About this task: What lines in the records below mention "singlet"? List them all.

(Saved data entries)
↓

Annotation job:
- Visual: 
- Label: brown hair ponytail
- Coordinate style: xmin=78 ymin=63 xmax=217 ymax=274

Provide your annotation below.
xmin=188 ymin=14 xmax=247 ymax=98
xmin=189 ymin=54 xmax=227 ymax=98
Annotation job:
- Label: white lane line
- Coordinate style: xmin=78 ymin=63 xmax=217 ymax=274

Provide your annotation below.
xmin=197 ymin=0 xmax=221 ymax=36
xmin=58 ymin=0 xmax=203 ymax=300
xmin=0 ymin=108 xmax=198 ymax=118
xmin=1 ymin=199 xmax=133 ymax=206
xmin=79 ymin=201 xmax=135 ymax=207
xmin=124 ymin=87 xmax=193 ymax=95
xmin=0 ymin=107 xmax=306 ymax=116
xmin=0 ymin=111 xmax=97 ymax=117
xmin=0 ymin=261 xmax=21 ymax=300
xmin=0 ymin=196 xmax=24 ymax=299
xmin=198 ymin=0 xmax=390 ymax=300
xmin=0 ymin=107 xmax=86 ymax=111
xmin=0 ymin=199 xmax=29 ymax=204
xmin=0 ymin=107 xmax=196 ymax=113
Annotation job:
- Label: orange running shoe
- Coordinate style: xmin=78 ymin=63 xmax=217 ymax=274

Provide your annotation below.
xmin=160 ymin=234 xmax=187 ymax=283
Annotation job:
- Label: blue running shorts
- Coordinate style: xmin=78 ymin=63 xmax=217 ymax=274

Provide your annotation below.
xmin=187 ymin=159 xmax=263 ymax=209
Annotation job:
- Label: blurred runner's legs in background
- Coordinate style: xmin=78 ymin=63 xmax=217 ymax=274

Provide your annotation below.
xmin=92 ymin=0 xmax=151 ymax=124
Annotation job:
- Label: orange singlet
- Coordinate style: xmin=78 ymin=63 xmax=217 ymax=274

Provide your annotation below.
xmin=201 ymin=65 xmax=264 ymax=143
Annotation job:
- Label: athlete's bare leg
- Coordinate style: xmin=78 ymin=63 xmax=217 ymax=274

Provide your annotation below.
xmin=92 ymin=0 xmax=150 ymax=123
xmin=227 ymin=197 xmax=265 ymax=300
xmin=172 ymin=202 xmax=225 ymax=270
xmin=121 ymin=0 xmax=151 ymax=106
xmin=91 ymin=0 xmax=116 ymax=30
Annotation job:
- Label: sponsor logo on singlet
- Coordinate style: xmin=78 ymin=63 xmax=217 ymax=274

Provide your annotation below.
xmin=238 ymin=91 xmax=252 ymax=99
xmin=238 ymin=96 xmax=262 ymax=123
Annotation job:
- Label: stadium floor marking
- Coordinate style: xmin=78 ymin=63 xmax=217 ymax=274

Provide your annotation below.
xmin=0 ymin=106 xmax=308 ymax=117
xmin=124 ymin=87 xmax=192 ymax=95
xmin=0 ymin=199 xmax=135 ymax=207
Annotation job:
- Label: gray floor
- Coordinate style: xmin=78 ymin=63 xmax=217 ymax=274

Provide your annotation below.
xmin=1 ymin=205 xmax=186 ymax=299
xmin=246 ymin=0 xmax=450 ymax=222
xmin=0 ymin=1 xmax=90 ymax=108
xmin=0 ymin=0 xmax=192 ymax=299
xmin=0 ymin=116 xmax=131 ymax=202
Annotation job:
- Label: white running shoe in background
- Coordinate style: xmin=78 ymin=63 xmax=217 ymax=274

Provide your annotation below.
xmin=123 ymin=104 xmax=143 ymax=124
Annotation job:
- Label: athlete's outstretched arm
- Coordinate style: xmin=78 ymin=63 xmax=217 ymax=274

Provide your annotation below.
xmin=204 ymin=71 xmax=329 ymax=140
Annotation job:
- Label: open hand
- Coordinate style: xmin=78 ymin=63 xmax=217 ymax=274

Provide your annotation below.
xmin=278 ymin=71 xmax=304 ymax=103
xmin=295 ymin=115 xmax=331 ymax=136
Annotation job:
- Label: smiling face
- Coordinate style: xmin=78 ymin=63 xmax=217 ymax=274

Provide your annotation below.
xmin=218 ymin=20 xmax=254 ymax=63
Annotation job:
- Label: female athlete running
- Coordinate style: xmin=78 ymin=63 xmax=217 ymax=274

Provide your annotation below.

↑

Answer to the exercise:
- Label: orange singlet
- Label: sponsor logo on singlet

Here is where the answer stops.